• Record set
——
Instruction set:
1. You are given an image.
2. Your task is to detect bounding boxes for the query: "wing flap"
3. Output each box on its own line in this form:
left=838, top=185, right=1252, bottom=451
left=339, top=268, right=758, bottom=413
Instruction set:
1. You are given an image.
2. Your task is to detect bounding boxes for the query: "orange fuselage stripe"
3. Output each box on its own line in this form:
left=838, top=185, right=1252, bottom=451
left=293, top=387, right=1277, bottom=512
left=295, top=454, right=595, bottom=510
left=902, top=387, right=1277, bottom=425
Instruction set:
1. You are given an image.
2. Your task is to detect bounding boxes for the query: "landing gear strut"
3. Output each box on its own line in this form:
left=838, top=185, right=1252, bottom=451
——
• Task details
Copy the material above word for word, keeping every line and its order unchanged.

• Written solution
Instruction set:
1. You are given an image.
2. Your task is to detect bounding boxes for the query: "wing flap"
3. Output each box on its own line in this form:
left=838, top=185, right=1252, bottom=451
left=339, top=268, right=758, bottom=413
Instruction set:
1. You are given an image.
2. Your task is to detect bounding boxes for the query: "orange fuselage stripe"
3. Output each box on its own line in this form:
left=838, top=185, right=1252, bottom=451
left=293, top=387, right=1277, bottom=512
left=295, top=454, right=595, bottom=510
left=902, top=387, right=1277, bottom=425
Instruction set:
1. You are given an image.
2. Your task is to detect bounding boxes for the query: "landing gear strut"
3. Output each box on its own line in this form:
left=838, top=185, right=1252, bottom=451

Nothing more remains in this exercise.